--- START OF Records for this exercise ---
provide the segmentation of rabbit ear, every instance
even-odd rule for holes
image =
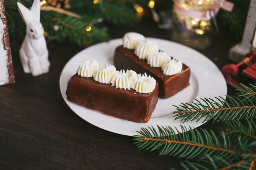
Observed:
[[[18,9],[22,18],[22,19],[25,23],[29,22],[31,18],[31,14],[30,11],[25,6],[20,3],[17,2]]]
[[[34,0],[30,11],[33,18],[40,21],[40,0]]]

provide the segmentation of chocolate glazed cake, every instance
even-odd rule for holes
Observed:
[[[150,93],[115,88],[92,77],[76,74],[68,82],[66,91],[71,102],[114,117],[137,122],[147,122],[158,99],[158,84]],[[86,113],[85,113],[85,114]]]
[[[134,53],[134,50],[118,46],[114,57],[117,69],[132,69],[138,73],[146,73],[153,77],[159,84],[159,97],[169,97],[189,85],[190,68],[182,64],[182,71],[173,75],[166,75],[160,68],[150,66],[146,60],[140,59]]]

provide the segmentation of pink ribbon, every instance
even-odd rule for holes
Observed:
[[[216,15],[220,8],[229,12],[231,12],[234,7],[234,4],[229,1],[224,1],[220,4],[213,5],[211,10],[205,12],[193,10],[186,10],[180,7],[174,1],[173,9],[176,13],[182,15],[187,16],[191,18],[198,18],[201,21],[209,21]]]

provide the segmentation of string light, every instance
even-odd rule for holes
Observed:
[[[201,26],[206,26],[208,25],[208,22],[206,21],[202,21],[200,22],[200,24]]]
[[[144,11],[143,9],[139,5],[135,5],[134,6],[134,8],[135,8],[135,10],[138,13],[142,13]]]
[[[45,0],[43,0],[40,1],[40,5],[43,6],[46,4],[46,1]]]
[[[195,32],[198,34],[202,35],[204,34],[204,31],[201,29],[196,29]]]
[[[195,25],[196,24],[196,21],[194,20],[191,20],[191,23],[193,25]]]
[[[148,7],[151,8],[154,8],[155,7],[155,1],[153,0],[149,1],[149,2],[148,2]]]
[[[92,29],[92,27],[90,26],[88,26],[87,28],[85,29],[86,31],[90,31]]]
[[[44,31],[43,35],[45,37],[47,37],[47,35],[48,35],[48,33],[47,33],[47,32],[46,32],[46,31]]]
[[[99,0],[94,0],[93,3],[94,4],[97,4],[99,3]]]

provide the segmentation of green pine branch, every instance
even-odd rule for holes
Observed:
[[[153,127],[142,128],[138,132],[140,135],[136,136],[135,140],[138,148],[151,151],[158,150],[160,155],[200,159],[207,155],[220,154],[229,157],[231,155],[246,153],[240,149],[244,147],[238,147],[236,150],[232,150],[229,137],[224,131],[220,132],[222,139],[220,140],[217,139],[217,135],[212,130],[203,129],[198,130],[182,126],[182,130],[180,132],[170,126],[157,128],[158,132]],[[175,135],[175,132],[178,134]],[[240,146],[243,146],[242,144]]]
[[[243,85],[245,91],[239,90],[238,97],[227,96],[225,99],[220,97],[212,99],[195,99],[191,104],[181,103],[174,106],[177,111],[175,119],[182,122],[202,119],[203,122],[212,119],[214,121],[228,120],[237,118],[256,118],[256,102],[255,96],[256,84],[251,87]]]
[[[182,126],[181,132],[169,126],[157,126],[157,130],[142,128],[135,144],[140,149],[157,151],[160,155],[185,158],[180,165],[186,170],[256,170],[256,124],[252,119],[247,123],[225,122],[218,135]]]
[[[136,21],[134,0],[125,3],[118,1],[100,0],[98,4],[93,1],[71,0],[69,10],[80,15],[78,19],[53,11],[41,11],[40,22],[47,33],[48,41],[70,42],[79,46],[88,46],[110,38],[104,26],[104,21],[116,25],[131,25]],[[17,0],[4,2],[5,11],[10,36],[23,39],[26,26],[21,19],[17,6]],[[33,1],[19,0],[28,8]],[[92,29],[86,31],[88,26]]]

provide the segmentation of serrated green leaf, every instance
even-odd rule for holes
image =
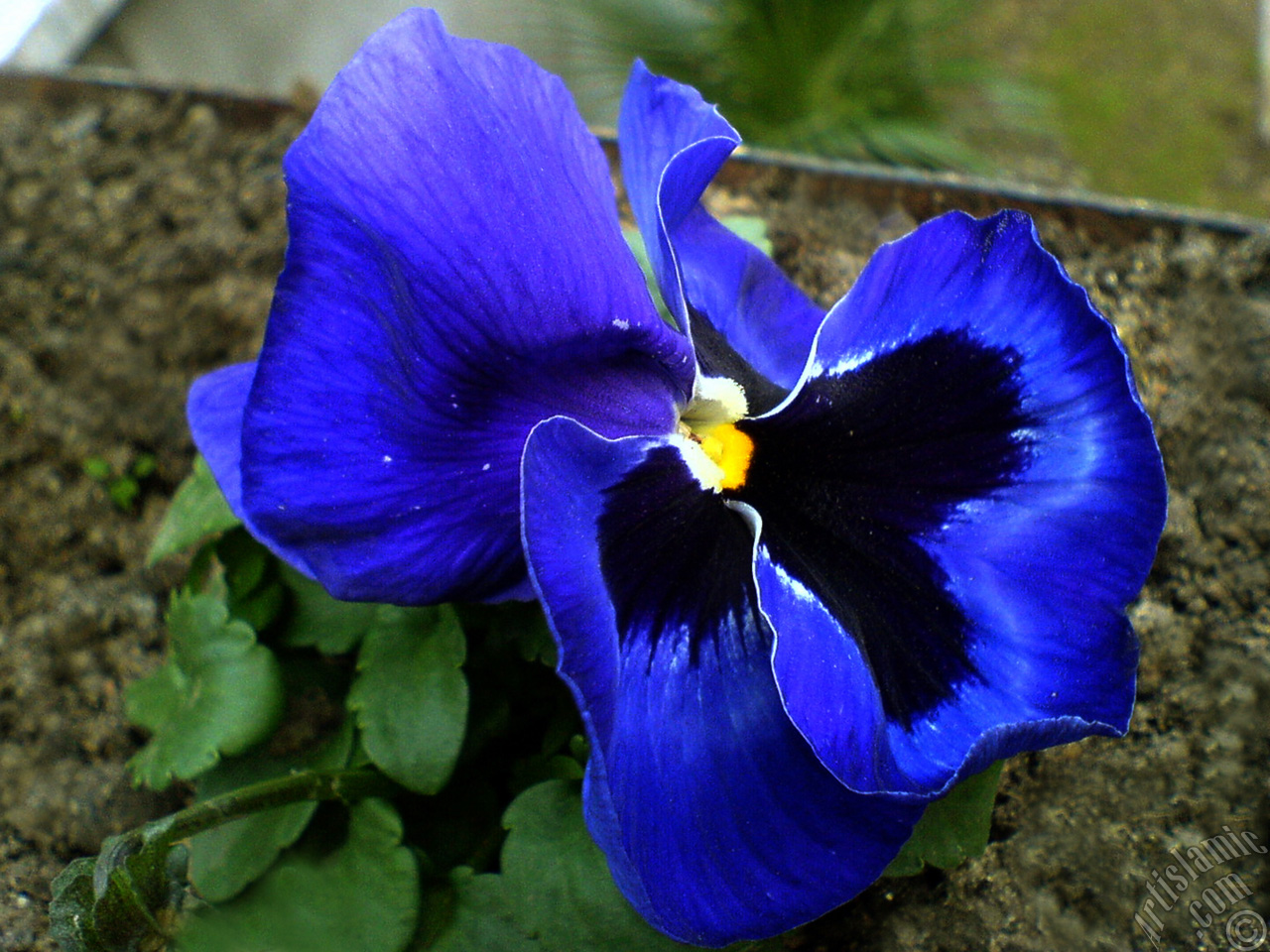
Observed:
--- END OF Records for this exercise ---
◆ Task details ◆
Rewrite the data from the line with "provide the segmentation of serrated" through the end of the data, swapping "serrated" for "toothed" and keeping everything else the same. Leave the pictures out of your answer.

◆ Reply ◆
provide the segmentation of toothed green leaf, every instance
even-odd rule for holes
image =
Observed:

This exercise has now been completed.